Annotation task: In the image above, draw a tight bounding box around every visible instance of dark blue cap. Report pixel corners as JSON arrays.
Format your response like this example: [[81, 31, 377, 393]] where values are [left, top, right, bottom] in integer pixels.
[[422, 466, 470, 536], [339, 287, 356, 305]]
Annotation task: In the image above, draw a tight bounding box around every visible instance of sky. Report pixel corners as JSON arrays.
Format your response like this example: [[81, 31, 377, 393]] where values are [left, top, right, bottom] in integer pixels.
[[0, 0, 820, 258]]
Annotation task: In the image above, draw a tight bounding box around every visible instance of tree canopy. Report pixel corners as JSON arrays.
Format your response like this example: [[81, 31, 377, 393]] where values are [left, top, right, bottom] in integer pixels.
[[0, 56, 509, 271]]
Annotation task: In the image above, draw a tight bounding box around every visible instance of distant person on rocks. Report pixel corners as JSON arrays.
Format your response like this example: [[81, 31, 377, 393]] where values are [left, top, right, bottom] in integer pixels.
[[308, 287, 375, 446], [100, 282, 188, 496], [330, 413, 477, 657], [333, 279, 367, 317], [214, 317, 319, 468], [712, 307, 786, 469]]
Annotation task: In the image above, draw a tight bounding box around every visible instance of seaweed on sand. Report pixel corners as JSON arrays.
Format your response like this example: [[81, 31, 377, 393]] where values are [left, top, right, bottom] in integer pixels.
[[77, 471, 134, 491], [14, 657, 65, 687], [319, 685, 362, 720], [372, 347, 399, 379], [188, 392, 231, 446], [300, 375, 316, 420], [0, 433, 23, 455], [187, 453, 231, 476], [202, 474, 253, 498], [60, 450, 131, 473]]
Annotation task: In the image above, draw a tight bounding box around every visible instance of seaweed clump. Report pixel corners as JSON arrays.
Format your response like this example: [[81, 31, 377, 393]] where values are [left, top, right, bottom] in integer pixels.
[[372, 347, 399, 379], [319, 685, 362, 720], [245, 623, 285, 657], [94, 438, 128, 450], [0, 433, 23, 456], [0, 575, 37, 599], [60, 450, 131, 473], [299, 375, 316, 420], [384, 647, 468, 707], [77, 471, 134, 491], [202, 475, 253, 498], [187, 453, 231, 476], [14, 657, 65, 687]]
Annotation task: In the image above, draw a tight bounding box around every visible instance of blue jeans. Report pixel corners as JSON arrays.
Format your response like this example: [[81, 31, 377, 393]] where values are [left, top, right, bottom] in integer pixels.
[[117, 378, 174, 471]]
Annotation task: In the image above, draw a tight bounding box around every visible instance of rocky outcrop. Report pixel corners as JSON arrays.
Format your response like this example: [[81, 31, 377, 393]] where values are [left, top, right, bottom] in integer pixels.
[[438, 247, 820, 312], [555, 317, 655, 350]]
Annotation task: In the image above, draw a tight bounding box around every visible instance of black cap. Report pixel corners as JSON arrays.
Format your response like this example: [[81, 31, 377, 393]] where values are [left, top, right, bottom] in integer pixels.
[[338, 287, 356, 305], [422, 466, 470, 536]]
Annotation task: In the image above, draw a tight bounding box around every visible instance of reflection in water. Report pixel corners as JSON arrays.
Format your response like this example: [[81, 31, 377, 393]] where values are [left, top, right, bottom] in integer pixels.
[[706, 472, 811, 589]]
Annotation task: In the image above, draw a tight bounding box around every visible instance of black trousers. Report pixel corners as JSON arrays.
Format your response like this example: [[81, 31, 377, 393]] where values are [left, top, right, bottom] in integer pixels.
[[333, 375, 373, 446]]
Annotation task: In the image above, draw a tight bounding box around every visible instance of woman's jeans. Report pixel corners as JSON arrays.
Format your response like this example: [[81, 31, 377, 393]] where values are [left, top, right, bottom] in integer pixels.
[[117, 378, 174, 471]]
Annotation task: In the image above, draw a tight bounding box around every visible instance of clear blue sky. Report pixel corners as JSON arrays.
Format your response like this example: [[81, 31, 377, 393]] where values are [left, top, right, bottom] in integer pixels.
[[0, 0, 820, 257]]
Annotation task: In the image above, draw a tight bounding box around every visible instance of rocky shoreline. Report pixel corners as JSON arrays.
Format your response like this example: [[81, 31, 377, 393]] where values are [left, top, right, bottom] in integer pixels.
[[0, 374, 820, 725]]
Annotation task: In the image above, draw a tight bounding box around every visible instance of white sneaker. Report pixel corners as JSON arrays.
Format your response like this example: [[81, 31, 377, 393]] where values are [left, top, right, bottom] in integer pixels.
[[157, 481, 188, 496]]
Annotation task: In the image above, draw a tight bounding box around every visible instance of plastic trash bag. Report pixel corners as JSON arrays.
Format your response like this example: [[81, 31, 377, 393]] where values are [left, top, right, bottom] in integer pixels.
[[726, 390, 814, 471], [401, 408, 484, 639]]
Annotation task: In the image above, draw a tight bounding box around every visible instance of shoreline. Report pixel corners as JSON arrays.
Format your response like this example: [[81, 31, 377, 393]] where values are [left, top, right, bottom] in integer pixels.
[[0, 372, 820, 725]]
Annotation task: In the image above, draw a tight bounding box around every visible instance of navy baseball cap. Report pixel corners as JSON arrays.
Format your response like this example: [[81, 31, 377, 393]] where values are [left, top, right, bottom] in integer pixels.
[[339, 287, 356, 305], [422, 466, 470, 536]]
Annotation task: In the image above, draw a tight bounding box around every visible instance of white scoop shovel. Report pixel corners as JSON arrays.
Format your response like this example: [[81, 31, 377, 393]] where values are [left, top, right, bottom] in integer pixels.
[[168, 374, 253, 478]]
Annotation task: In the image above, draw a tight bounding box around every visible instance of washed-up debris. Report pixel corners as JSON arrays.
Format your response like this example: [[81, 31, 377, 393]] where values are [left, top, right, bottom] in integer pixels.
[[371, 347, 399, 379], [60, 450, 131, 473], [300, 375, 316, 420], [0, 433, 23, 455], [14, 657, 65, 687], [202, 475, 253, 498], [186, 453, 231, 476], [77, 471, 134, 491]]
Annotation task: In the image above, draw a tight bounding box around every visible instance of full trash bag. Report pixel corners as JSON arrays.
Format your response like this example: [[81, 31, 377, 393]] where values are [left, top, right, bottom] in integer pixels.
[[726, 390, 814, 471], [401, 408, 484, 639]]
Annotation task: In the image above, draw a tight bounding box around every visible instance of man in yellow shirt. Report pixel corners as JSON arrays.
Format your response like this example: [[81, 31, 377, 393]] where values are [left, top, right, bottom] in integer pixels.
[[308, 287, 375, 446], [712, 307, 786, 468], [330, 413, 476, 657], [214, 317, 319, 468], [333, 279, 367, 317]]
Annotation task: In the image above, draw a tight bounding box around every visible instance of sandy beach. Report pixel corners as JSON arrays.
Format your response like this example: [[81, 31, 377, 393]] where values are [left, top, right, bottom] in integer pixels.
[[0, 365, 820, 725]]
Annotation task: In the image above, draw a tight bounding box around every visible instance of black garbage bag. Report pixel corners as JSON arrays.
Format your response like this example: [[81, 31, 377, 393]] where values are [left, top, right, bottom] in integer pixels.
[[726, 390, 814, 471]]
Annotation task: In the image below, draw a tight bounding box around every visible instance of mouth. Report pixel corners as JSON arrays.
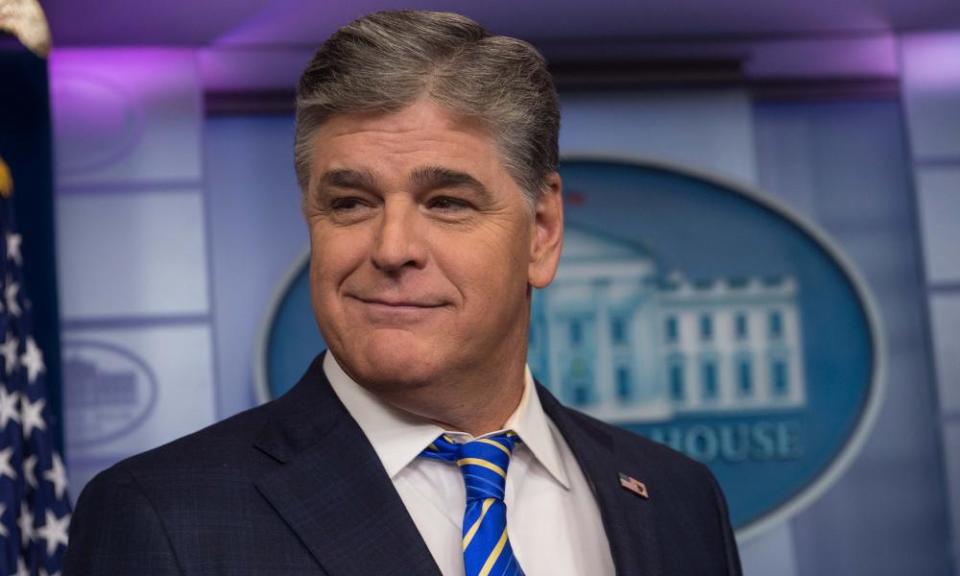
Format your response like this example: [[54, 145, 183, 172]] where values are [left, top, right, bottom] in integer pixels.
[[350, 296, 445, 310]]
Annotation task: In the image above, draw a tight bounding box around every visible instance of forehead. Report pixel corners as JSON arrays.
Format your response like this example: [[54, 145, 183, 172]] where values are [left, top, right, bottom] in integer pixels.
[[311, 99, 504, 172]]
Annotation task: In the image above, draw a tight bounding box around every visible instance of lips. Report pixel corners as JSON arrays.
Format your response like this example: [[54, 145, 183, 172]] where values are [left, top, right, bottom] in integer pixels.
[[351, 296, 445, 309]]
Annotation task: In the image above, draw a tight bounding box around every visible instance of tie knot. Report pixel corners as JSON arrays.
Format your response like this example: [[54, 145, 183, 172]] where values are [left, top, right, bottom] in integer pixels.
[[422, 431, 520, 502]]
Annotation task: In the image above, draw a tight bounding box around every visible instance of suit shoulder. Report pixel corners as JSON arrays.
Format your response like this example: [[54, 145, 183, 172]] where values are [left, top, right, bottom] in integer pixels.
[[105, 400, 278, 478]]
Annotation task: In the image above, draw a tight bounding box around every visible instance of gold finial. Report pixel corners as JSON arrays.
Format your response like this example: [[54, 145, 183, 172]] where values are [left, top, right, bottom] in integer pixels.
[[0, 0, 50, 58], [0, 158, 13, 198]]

**Exercise description**
Render the lines above as a numbered list, from the line containing "blue jeans. Report pixel corners as JSON arrays." down through the line containing "[[0, 0, 820, 257]]", both included. Leave out any blank lines.

**Full solution**
1. Annotation task: In the image above, draw a tight bounding box around every visible instance of blue jeans. Report pixel corners as JSON arrays.
2. Format your response like this example: [[81, 31, 377, 393]] where values are [left, top, right, bottom] in integer pixels.
3. [[117, 378, 174, 471]]
4. Annotation task: In the image above, draw a tight bounding box around every visible instance of rocky outcrop. Report pixel corners as JSON arrays.
5. Format your response like this example: [[81, 31, 377, 393]] where values are [left, top, right, bottom] in integer pixels.
6. [[438, 247, 820, 312], [555, 317, 655, 350]]
7. Annotation task: In the image above, draw a tight bounding box around every visible instance of black cap. Report pixel corners as JSON arrays.
8. Format your response like this example: [[81, 31, 377, 393]] where values are [left, top, right, bottom] in integer pixels.
9. [[338, 287, 356, 305], [422, 466, 470, 536]]
10. Annotation task: In the image above, draw a tight bounding box around every visible instance of reflection in water. Report pixel corners as JSON arrays.
11. Format your response like this example: [[81, 31, 377, 393]] where values are [left, top, right, bottom] in integer pixels.
12. [[706, 472, 811, 589]]
13. Annotation task: In the image above, draw a tight bounding box around every visible instance of black trousers. Report pixel corners as JSON arrays.
14. Format your response like this example: [[81, 31, 377, 393]] where values are [left, top, right, bottom] in integer pixels.
15. [[333, 375, 373, 446]]
16. Annotation task: In the image above, draw a tight bounding box around every visible instance of woman's jeans. Report pixel corners as JSON arrays.
17. Format your response like this example: [[81, 31, 377, 393]] where values are [left, top, right, bottom] in integer pixels.
18. [[117, 378, 174, 471]]
19. Annotation task: In the image above, draw a tight bounding box around every visible instance of clear blue sky. Report pixel corners as JSON arrays.
20. Format your response like this example: [[81, 31, 377, 393]] where values are [left, top, right, bottom] in integer pixels.
21. [[0, 0, 820, 257]]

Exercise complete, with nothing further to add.